▸ **Request**
Locate each line of the listing that contains the string "patch", and copy those lines in full.

▸ **Dataset**
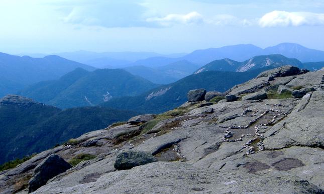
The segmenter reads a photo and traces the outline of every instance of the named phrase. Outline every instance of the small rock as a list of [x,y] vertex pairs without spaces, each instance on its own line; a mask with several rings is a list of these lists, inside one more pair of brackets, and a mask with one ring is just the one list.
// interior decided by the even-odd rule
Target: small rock
[[140,123],[145,123],[154,119],[153,114],[143,114],[131,118],[128,123],[131,124],[136,124]]
[[216,96],[224,96],[224,94],[220,92],[207,92],[205,95],[205,100],[208,102]]
[[102,145],[102,142],[99,142],[96,140],[91,140],[85,142],[82,144],[82,146],[83,147],[91,147],[95,146],[96,145],[100,146]]
[[234,102],[237,101],[239,98],[235,95],[228,95],[225,96],[225,98],[227,102]]
[[273,77],[293,76],[299,74],[300,72],[300,70],[297,67],[285,66],[261,73],[257,78],[267,77],[270,75]]
[[65,172],[72,166],[57,155],[51,155],[35,167],[29,181],[29,192],[33,192],[46,184],[48,180]]
[[188,92],[188,102],[199,102],[202,101],[205,99],[206,90],[204,89],[197,89],[191,90]]
[[127,151],[117,155],[114,167],[118,170],[126,170],[155,161],[156,159],[150,153]]
[[273,81],[274,80],[274,78],[276,77],[276,74],[270,74],[268,75],[268,80],[267,81],[268,82],[270,82],[270,81]]
[[299,74],[303,74],[306,73],[308,73],[309,72],[309,70],[308,69],[301,69],[300,70],[300,71],[299,72]]
[[267,93],[264,90],[248,94],[242,97],[243,100],[264,100],[267,98]]
[[296,98],[302,98],[305,94],[314,91],[315,91],[314,88],[304,88],[300,90],[293,91],[291,94]]
[[277,90],[277,93],[278,93],[279,94],[281,94],[283,93],[287,92],[292,92],[293,90],[291,88],[288,88],[287,86],[283,86],[283,85],[280,85],[278,87],[278,90]]

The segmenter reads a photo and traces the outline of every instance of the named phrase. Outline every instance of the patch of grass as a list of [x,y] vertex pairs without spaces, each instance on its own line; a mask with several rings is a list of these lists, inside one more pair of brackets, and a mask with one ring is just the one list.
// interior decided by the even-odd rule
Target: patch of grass
[[27,188],[29,184],[29,180],[31,177],[32,174],[30,174],[18,179],[14,185],[15,191],[17,192]]
[[278,94],[277,93],[276,91],[270,90],[269,92],[267,93],[267,95],[268,96],[268,99],[283,99],[292,97],[291,92],[289,91],[286,91],[283,92],[281,94]]
[[186,109],[177,109],[176,108],[175,109],[169,110],[167,112],[165,112],[165,113],[160,114],[159,115],[158,115],[156,116],[156,118],[161,117],[164,117],[164,116],[172,116],[172,117],[176,117],[177,116],[181,116],[185,113],[187,112]]
[[222,100],[224,100],[225,99],[225,97],[224,96],[215,96],[214,97],[211,98],[210,100],[209,100],[209,102],[212,102],[213,103],[217,103],[219,101],[220,101]]
[[141,126],[141,127],[142,127],[142,132],[141,132],[141,134],[144,134],[152,129],[159,122],[173,117],[172,116],[158,115],[156,118],[146,122]]
[[126,122],[126,121],[117,122],[116,123],[114,123],[112,124],[110,126],[110,127],[111,127],[111,128],[115,127],[117,127],[117,126],[118,126],[125,125],[126,123],[127,123],[127,122]]
[[33,154],[31,155],[25,156],[22,158],[17,158],[14,160],[9,161],[3,164],[0,165],[0,171],[8,170],[8,169],[14,168],[16,167],[18,164],[28,160],[30,158],[34,157],[36,153]]
[[96,156],[95,155],[89,154],[88,153],[80,153],[72,157],[70,160],[69,160],[69,163],[70,164],[74,166],[82,161],[92,159],[95,158],[96,157]]
[[291,87],[291,89],[293,90],[300,90],[302,88],[304,88],[304,87],[302,86],[293,86]]
[[212,118],[212,119],[209,120],[208,121],[208,125],[211,125],[211,124],[216,123],[217,122],[217,118]]
[[70,139],[66,143],[64,143],[65,145],[76,145],[79,143],[79,141],[75,139]]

▸ **Exercise response**
The segmenter reads a photo and traces the outline of every instance of the named phrase. Outline every instance of the patch of grass as a list of [x,y] vertex pairs without spaces, each instance on its own line; a mask with several rings is a list of these lists, inside one more pair of brackets, and a mask with one ring is just the one list.
Target: patch of grass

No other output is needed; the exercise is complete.